** Document passage **
Tetyana Zhyvotovska
Brief Bio
I am a PhD candidate in Rhetoric and Writing Studies program and assistant instructor at the University of Texas at El Paso. I previously taught at the universities in Ukraine and Languages and Linguistics Department at UTEP. My research and teaching interests are situated at the intersection of technical communication, translation, and user experience.
More About My Work
Being interested in the intersection of technical communication, user experience, and translation, making for me means creating the space where social justice-driven work is taking place for and with diverse communities. Multilingual communities are some of the groups that are often overlooked and marginalized. Technical communication scholars argue that quality of translation and localization in documentation affect lives of people in vulnerable communities and in some cases might even put the health of users at risk (Agboka 2014, p. 316; Batova, 2010, p. 276).
My participation in the WOC project allowed me to focus on technical communication, user experience, and translation intersection through a UX project. In my usability study, multilingual users got engaged with the translated content of the website, which provided an opportunity for me as a researcher to examine how translation functions in multilingual UX, including verbal, visual, and cultural elements as well as elements of localization and internationalization.

** Data segment **
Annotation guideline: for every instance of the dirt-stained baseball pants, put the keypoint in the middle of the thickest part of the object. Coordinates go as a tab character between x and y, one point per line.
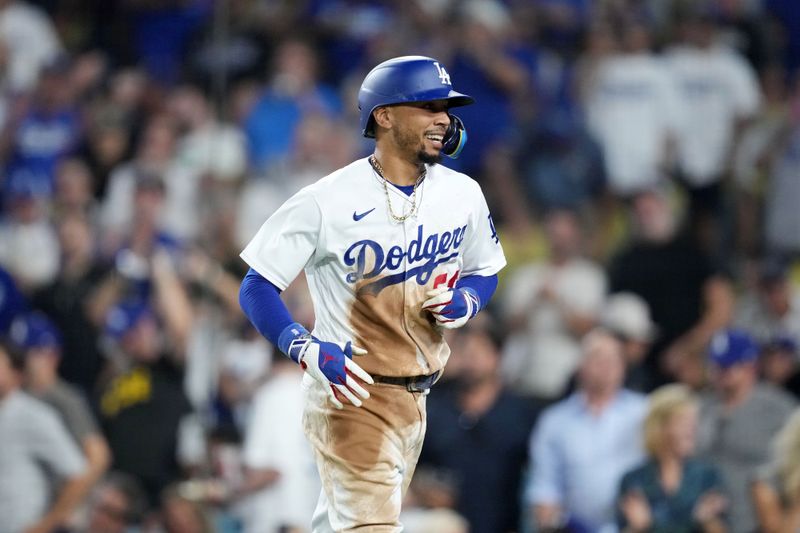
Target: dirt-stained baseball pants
365	455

** Action item **
Please pick up the Tetyana Zhyvotovska bio at the top of the page, ahead of the lines, and continue it from its final sentence.

** Answer to this exercise **
One of the important aspects of space making for multilingual communities is focus on empathy. Young (2015) sees empathy as a mindset with focus on people and purpose to understand their thinking and perspectives (p. 18). Gathering, comparing, and analyzing these patterns allows designers to make better decisions about their services and products. This approach helps me view a usability session as a space where a multilingual user produces reactions, formulates reasoning, and takes actions while using a website with multilingual content.
In addition, empathy in this sense means listening: listening to understand one’s thinking patterns, perspectives, and emotions while using a product but also listening to one’s voice in general. Listening is inclusion, and multilingual UX cannot exist without it. Thus, making is creating an inclusive space with empathy and listening as essential and vital strategies.
References
Agboka, G. Y. (2014). Decolonial methodologies: Social justice perspectives in intercultural technical communication research. Journal of Technical Writing and Communication, 44(3), 297-327.
Batova, T. (2010).Writing for the participants of international clinical trials: Law, ethics, and culture. Technical Communication, 57(3), 266-281.